Reproduce the material below, starting at its beginning and ending at the line containing "(0, 140), (1270, 835)", requests included, and increase every bounding-box coordinate in the answers by 77. Leave the requests and their sample coordinates unchanged.

++++ Records for the task

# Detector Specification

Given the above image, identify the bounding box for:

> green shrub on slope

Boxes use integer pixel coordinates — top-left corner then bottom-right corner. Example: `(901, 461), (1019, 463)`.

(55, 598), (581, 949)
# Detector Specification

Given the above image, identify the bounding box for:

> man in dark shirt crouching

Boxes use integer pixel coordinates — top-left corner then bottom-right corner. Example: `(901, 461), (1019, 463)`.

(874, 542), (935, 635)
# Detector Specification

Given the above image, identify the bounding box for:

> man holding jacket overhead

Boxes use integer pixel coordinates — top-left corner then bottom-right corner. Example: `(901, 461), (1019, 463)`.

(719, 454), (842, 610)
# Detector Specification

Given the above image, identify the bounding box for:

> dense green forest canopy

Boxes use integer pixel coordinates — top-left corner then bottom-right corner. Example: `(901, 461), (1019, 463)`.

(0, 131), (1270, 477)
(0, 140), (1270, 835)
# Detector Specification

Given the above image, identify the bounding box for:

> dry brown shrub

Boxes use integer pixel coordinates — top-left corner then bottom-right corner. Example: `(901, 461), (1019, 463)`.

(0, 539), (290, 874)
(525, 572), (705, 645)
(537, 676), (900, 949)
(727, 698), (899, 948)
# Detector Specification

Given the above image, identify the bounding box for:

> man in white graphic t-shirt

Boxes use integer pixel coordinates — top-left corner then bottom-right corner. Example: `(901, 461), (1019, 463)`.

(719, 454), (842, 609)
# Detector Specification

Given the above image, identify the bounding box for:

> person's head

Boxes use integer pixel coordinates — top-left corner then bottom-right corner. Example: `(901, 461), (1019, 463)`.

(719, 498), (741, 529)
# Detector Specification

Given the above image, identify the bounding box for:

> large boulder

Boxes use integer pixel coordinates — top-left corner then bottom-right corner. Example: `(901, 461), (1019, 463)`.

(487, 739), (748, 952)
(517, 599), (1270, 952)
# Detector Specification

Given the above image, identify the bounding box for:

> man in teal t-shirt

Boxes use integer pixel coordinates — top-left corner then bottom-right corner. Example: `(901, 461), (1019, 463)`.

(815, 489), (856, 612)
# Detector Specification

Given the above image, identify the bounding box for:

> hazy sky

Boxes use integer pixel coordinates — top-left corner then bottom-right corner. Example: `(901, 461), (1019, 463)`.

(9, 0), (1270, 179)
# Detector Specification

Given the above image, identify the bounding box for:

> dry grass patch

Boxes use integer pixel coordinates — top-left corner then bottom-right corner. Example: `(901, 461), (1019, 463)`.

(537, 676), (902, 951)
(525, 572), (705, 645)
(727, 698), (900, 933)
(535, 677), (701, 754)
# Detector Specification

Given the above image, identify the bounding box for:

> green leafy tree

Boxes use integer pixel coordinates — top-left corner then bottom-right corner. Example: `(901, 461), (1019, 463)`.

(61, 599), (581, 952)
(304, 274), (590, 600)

++++++++

▶ Finished exercise:
# Detector Specification

Given the above image, identify the bounding box for:

> green shrub on slope

Boxes use integer pixel coordinates — top-left corner then bottom-right corner. Example: `(901, 461), (1019, 463)`.

(132, 675), (658, 1026)
# Detector Specification

Given the above image, identify the bounding box for:

> man in dark shirt crouching

Boxes use integer pixel coordinates — top-left corner then bottom-right corner. Example: `(901, 461), (1019, 463)`.

(951, 619), (1012, 712)
# Detector Specification

Given the above image, identify the bounding box for:

> man holding jacket overhead

Boxes use integer pixel coordinates — top-left corner then bottom-right corner. Example: `(901, 461), (1019, 463)`.

(796, 531), (919, 687)
# Detector Specification

Given the above image, identify the bounding box for:

> dense green forest canopy

Boxes use integer pixel coordinates — top-left corner then bottom-right corner. Example: `(901, 461), (1019, 463)`.

(77, 208), (1347, 554)
(77, 217), (1347, 912)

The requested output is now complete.